**Coordinate labeling data**
======

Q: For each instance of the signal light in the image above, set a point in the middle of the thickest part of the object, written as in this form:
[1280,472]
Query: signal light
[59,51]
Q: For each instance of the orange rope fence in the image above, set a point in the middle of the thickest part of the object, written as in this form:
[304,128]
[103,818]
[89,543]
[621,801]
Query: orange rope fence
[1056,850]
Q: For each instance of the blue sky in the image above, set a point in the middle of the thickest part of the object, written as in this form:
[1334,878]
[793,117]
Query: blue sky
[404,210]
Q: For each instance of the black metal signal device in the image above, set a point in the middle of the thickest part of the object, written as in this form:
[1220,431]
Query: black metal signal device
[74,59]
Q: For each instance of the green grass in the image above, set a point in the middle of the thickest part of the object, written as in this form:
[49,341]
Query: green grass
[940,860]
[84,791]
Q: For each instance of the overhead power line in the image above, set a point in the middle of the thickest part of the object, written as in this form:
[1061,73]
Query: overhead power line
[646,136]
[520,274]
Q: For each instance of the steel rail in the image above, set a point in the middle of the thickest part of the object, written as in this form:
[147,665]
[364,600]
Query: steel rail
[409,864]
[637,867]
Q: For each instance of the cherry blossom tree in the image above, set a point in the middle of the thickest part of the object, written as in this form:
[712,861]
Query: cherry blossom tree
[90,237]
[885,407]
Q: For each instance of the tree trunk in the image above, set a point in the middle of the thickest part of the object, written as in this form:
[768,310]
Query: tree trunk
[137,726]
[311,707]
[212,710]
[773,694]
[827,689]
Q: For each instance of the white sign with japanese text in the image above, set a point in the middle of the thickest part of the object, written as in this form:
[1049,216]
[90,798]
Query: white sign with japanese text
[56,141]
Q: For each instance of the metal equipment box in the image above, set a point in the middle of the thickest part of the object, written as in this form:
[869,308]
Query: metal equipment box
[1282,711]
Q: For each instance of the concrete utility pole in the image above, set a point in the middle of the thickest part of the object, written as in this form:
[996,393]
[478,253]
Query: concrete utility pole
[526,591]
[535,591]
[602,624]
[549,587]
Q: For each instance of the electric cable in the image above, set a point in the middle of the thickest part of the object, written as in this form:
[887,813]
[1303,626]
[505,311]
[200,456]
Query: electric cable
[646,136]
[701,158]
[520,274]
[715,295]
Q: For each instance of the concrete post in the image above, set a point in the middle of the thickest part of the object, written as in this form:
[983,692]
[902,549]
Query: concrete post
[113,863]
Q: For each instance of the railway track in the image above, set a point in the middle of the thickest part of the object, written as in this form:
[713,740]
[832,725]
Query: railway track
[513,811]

======

**WHAT IS ASKED**
The records above should be restated word for word, please.

**COMPLETED TASK**
Q: For each instance of the signal light in the image above, set a point in the middle of the thickest part of the object, written as in this form:
[1280,472]
Query: signal light
[59,51]
Q: For each instance of the orange rope fence in the image above, set a point in the middle of the thickest part of the object, written as in this form:
[304,128]
[103,818]
[89,543]
[621,801]
Query: orange rope fence
[1056,850]
Q: For each instance of the blue sky in the image above, set a point in the middle of the thickest part of the object, written as in this form:
[1334,878]
[793,117]
Query: blue sky
[404,210]
Q: For each instance of the black metal signal device in the image above, set a point in the middle of the thickest part of the object, written as in this form:
[1220,431]
Query: black metal signal device
[74,59]
Q: For each instance of the green grass in the image above, set a point in the middle of the thickest part of the object, written as in this form:
[49,341]
Query: green grass
[940,860]
[84,791]
Q: For each instance of the overhead power line in the image above, set a point in the middle of the thickest part of the object, written as in this form:
[1061,73]
Query: overhead power line
[646,136]
[520,274]
Q: For each instance of the steel rail in the image above, set a point in the middle of the thickest part of the object, written as in this form:
[147,665]
[364,600]
Query: steel rail
[409,864]
[637,867]
Q: For each instance of the cherry blossom tree in the image above, set a point in the middle of the thickest part of the object, written as in this form:
[712,861]
Query: cherry blossom tree
[90,237]
[885,407]
Q: For each instance of the tree trunk in the image above, set a point in the middle of the thickest part of the object, written as in this form:
[768,310]
Query: tree trunk
[137,726]
[311,707]
[212,710]
[773,694]
[827,689]
Q: For each instance of the white sign with japanese text in the image above, set a point in the middle of the thickest part of the object, written as in this form:
[1049,216]
[90,798]
Query: white sign with japanese text
[56,141]
Q: For each instance of the metal equipment box in the image above, set a point in the middle of the thickest part of the object, written as in this form:
[869,308]
Query: metal equipment box
[1282,711]
Q: For each instance of the concrete utility pole in the image above, set a point in the middle of the thickest part of the object, written as in this form:
[996,393]
[478,253]
Query: concrete utility pole
[526,591]
[535,591]
[602,624]
[549,587]
Q: For each instance of the electric cable in the image above, set a point in the middle of the thickest part of the object, written as in this form:
[887,813]
[1303,626]
[505,311]
[200,456]
Query: electric cable
[646,136]
[701,158]
[520,274]
[715,295]
Q: For each instance of the concrete post in the image above, set a point in the middle of the thickest part of the object, written as in this form:
[983,692]
[902,549]
Query: concrete post
[113,863]
Q: For each instance of the railway track in the image above, set a point in the middle of the thickest part of the object, written as in this form:
[713,740]
[832,725]
Query: railway track
[513,811]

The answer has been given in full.